*** Opening DOCUMENT EXCERPT ***

Many attempts have been made to create synthetic analogues of the natural photosynthesis system. However, the ability to mimic the spatial organization of this system, where the thylakoid membrane acts as a photosynthetic scaffold that captures and distributes light, and separates the oxidative from reductive species, remains a significant challenge. As reported in the October 16, 2012 online edition of Nature Communications (DOI: 10.1038/ncomms2152), X. Wang and co-researchers at Fuzhou University, China, and M. Antonietti at the Max Planck Institute of Colloids and Interfaces, Potsdam, Germany, have addressed this challenge by employing polymerized hollow nanospheres as analogues of the thylakoid membrane of a chloroplast. These hollow carbon nitride nanospheres (HCNSs) were used as a light-harvesting platform for catalyzing hydrogen evolution under visible light irradiation, achieving a 7.5% overall apparent quantum yield.
The hollow nanospheres were fabricated using 220-nm-silica spheres coated with 20–100 nm mesoporous silica shells as templates. The particle size was selected such that it was similar to the optical bandgap of the carbon nitride semiconductor (less than 430 nm). Light harvesting from inner reflections and photonic effects within the nanostructures is therefore maximized. After loading cyanide into the porous shells and annealing to give graphitic-C3N4-silica nanocomposites, the silica was then removed with NH4HF2 to leave hollow carbon nitride vesicles. Extensive characterization confirmed the generation of graphitic C3N4nanostructures.

*** Closing DOCUMENT EXCERPT ***

DIRECTIONS ▸
- a) According to the nanosphere article, what overall apparent quantum yield did the hollow carbon nitride nanospheres reach for hydrogen evolution under visible light?
- b) Summarize the nanosphere article in two sentences.

*** Opening PROVIDED RECORDS ***

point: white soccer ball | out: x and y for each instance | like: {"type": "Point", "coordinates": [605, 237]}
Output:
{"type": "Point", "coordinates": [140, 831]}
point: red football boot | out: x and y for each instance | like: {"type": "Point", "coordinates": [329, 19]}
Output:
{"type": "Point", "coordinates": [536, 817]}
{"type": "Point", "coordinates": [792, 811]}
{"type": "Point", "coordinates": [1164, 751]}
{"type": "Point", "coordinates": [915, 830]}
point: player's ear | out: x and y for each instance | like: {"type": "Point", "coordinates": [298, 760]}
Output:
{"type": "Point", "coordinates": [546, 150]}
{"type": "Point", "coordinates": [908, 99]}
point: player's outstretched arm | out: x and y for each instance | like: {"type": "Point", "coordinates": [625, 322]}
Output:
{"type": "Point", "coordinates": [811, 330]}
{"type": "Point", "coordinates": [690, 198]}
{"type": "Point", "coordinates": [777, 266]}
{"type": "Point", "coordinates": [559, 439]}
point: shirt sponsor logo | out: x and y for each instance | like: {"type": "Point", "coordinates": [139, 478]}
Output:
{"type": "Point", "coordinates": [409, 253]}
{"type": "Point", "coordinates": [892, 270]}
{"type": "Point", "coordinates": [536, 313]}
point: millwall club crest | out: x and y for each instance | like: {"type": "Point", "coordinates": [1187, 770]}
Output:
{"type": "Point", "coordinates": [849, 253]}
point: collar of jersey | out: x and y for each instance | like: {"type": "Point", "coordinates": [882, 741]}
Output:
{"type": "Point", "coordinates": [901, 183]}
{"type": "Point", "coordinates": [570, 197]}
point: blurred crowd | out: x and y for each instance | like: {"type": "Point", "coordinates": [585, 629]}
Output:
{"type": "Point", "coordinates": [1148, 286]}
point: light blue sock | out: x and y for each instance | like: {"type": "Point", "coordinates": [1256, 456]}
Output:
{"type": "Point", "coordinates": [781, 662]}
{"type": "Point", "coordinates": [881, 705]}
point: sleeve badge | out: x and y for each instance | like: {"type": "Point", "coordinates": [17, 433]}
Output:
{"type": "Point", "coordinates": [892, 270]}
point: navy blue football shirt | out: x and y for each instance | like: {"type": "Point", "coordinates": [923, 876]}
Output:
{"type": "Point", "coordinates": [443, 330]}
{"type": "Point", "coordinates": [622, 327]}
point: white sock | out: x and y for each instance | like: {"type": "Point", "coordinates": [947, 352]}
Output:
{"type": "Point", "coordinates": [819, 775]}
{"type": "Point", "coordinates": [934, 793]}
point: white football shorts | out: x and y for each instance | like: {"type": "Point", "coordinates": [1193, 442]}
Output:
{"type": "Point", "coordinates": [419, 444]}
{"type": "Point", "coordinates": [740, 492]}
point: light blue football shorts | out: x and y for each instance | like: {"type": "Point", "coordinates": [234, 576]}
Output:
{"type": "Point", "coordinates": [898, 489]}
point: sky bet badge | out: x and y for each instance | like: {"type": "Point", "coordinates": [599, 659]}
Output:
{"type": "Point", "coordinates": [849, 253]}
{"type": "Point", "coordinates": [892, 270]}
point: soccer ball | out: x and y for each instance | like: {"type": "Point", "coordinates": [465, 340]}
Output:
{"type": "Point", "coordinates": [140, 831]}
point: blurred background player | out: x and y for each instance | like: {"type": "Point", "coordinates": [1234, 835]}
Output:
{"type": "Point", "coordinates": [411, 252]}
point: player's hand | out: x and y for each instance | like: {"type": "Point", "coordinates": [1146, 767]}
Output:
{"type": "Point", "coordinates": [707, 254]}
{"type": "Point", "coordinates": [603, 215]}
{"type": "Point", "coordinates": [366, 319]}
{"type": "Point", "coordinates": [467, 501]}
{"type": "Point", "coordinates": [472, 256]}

*** Closing PROVIDED RECORDS ***

ANSWER SECTION ▸
- a) A 7.5% overall apparent quantum yield.

- b) Researchers at Fuzhou University and the Max Planck Institute of Colloids and Interfaces used polymerized hollow carbon nitride nanospheres as analogues of a chloroplast's thylakoid membrane, employing them as a light-harvesting platform that catalyzed hydrogen evolution under visible light with a 7.5% overall apparent quantum yield. The nanospheres were made on templates of silica spheres coated with mesoporous silica shells: cyanide was loaded into the shells and annealed to form graphitic-C3N4-silica nanocomposites, and the silica was then removed with NH4HF2 to leave hollow carbon nitride vesicles.